◆ **DOCUMENT TEXT**
#####

BTW Blackrat I posted up what I've currently worked up for my character for our Eberron game.


----------



## Dog Moon

Getting close to having only Crothian ahead of you.  Question is: can you catch up to HIM?


----------



## Ginnel

hmm 1564th yeah me 

on page 52 I think heh 

2 weeks without alcohol now doesn't seem to be bothering me in the slightest now which is bizarre


----------



## Blackrat

Reveille said:


> BTW Blackrat I posted up what I've currently worked up for my character for our Eberron game.




Already noticed . Looks good, I think I might start it soon then. Just need to get to my scary horror mood... Maybe I need to read some Lovecraft & Poe


----------



## Relique du Madde

Hurry Reveille... you're our only hope


----------



## Blackrat

Ginnel said:


> 2 weeks without alcohol now doesn't seem to be bothering me in the slightest now which is bizarre




Is there a special reason for this or just trying out? I usually stay completely sober for a month or two in a row just because I don't like to drink just for drinking's sake. Then when there's some big party I waste myself totally ...

#####

◆ **ENTRIES PROVIDED**
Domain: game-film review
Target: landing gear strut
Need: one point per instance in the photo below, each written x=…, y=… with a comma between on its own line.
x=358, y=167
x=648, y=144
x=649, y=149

#####

◆ **WRITTEN REQUEST 1**
Rewrite the part of the forum thread that opens with the words containing "Is there a special" and closes with "myself totally ...", replacing "party" with "celebration".
◆ **WRITTEN REQUEST 2**
According to the forum thread, for how long does Blackrat usually stay completely sober in a row?
The records have no connection to the forum thread.

◆ **WORKED ANSWER 1**
Is there a special reason for this or just trying out? I usually stay completely sober for a month or two in a row just because I don't like to drink just for drinking's sake. Then when there's some big celebration I waste myself totally ...

◆ **WORKED ANSWER 2**
For a month or two.